>>>>
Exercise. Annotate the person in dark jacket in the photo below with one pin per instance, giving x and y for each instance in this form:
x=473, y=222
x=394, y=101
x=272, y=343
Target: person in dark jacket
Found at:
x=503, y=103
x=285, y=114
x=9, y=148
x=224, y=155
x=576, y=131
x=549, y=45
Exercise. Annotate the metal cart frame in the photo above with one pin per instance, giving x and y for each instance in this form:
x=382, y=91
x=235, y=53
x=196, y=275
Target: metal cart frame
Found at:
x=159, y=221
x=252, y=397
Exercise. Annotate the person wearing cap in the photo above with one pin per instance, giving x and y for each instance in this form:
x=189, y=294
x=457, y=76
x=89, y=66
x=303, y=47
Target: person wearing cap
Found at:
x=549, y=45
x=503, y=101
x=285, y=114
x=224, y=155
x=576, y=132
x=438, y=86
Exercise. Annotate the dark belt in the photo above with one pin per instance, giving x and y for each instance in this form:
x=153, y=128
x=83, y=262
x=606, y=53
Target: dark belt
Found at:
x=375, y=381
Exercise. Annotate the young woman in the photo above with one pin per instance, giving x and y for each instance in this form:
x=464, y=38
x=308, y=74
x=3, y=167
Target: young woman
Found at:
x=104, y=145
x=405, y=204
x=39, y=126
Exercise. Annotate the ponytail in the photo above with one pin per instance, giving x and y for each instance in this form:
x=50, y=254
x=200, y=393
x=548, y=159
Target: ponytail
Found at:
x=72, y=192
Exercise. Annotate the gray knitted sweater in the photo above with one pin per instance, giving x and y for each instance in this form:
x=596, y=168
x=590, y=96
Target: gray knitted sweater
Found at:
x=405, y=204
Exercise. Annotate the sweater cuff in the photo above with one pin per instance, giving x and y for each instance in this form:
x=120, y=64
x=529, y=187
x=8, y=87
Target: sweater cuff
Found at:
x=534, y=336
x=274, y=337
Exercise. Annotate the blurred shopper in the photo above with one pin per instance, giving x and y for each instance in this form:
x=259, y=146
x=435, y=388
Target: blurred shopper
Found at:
<<<<
EXERCISE GOAL >> Return the line that contains "Exercise. Annotate the gray" and all lines after it, verbatim, and nothing else.

REPLY TO THE EXERCISE >>
Exercise. Annotate the gray knitted sweater in the photo above with one pin per instance, giving x and y for each instance in this form:
x=596, y=168
x=590, y=96
Target: gray knitted sweater
Found at:
x=405, y=204
Exercise. Annotate the sweater cuff in the photo above with one pin per instance, giving x and y for each instance in this form:
x=120, y=64
x=529, y=187
x=8, y=87
Target: sweater cuff
Found at:
x=534, y=336
x=274, y=337
Exercise. Annotate the blurred shopper in the photo above with one pin per instance, giving x and y for each instance in this form:
x=259, y=146
x=435, y=388
Target: blurred shopper
Found at:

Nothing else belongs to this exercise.